Redstate.com: “SEIU members were given reserved seating that took up at least half of the 250 seats.”
Rush Limbaugh (available with subscription): “RUSH: We have Beth and Jerry from Tampa, Florida. They are on two phones in their home, and they were at the Kathy Castor town hall meeting last night where the SEIU people showed up and there was a lot of thuggery going on. Welcome to the program. What can you tell us?
BETH: Well, I guess I’ll start first because I’m the chatty one.
BETH: Well, we had waited an hour in line and we were right at the doors where you are going in and they had the doors open into the union hall, into the meeting room. And they had a speaker outside but it wasn’t working. And people in the hallway were yelling, “Let us hear,” and they thought we were saying, “We want Obama,” but it was “Let us hear.” And they couldn’t get the speaker to work. So we’re all standing there. Well, people outside were going, “Open meeting! Open meeting! Take it outside,” so everybody could hear because there were so many people there. Well, they decided too much noise was going on in the hallway and decided to close the doors. Well, somehow I got pushed into the room, into the meeting room when the thugs came out. They came out four abreast with their arms up. I got pushed in, and my husband, who was right behind me in the green shirt, then was pushed against the wall. My daughter managed to get over to him to try and get them off of my husband.

§ Problem 1
In the entries, from the first line through the line containing "[477,278,498,300]", inclusive, replace "bridge support beam" with "bridge pillar" and leave everything else unchanged. Give only those lines and omit the pictures.

§ Given records
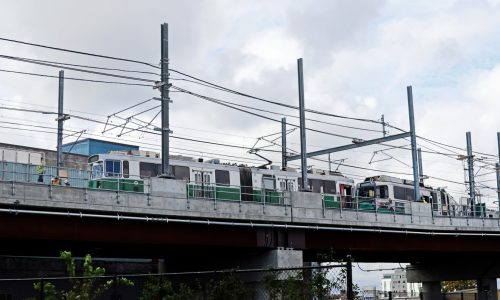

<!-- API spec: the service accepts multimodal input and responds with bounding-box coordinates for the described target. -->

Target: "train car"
[356,175,456,215]
[89,151,354,208]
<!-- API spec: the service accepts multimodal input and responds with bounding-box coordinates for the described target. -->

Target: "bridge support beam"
[422,281,442,300]
[477,278,498,300]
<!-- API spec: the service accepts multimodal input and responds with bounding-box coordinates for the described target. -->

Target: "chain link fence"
[0,264,347,300]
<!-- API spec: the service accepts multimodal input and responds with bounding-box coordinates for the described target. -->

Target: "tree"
[139,275,194,300]
[34,251,133,300]
[441,280,477,293]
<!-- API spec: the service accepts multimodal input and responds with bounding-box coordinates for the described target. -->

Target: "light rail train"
[89,151,459,215]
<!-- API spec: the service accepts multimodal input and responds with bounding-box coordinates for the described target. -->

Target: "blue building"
[62,139,139,156]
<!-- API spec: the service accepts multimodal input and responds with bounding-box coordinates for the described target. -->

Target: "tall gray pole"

§ Problem 2
Quote the entire passage about the Kathy Castor town hall meeting word for word.

§ Written reply 1
<!-- API spec: the service accepts multimodal input and responds with bounding-box coordinates for the described target. -->

Target: "train car"
[356,175,456,215]
[89,151,354,208]
<!-- API spec: the service accepts multimodal input and responds with bounding-box coordinates for the described target. -->

Target: "bridge pillar"
[422,281,442,300]
[477,278,498,300]

§ Written reply 2
Redstate.com: “SEIU members were given reserved seating that took up at least half of the 250 seats.”
Rush Limbaugh (available with subscription): “RUSH: We have Beth and Jerry from Tampa, Florida. They are on two phones in their home, and they were at the Kathy Castor town hall meeting last night where the SEIU people showed up and there was a lot of thuggery going on. Welcome to the program. What can you tell us?
BETH: Well, I guess I’ll start first because I’m the chatty one.
BETH: Well, we had waited an hour in line and we were right at the doors where you are going in and they had the doors open into the union hall, into the meeting room. And they had a speaker outside but it wasn’t working. And people in the hallway were yelling, “Let us hear,” and they thought we were saying, “We want Obama,” but it was “Let us hear.” And they couldn’t get the speaker to work. So we’re all standing there. Well, people outside were going, “Open meeting! Open meeting! Take it outside,” so everybody could hear because there were so many people there. Well, they decided too much noise was going on in the hallway and decided to close the doors. Well, somehow I got pushed into the room, into the meeting room when the thugs came out. They came out four abreast with their arms up. I got pushed in, and my husband, who was right behind me in the green shirt, then was pushed against the wall. My daughter managed to get over to him to try and get them off of my husband.